++++ Excerpted text

Vitamin K pushes that mess away from your arteries thus assisting a great deal with cardiovascular health.

 

 

It’s a little harder to find great amounts of this vitamin naturally but egg yolk, as well as liver and other organ meats are rich in vitamin K.  Any local drug store will have several options of vitamin K on the shelves.

 

Calcification and Vitamin and Mineral Deficiency

 

Many people have problems with calcium deposits, in their arteries and also in their joints. This causes pain and results in a compounding reduction in mobility, further adding to problems with heart-health.

 

Yet at the same time, they may have problems with reducing bone density, or osteoporosis. How can this be?

 

If the body is deficient in magnesium, vitamin D or vitamin K, the body cannot use calcium to effectively form needed replacement bone. Some of the unused calcium is excreted via the kidneys, but some finds its way to places it is not needed or wanted, causing problems for the cardiovascular system and pain in the joints.

++++++++

■ **What is needed**
Using the calcification excerpt, explain how a person can have calcium deposits in the arteries and joints and also lose bone density.

++++ Material shown

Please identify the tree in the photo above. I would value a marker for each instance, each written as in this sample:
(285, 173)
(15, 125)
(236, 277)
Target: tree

++++++++

■ **Task result**
If the body lacks magnesium, vitamin D or vitamin K, it cannot use calcium to form needed replacement bone, so bone density can fall. Some of the unused calcium is excreted through the kidneys, but some ends up where it is not wanted, causing problems for the cardiovascular system and pain in the joints.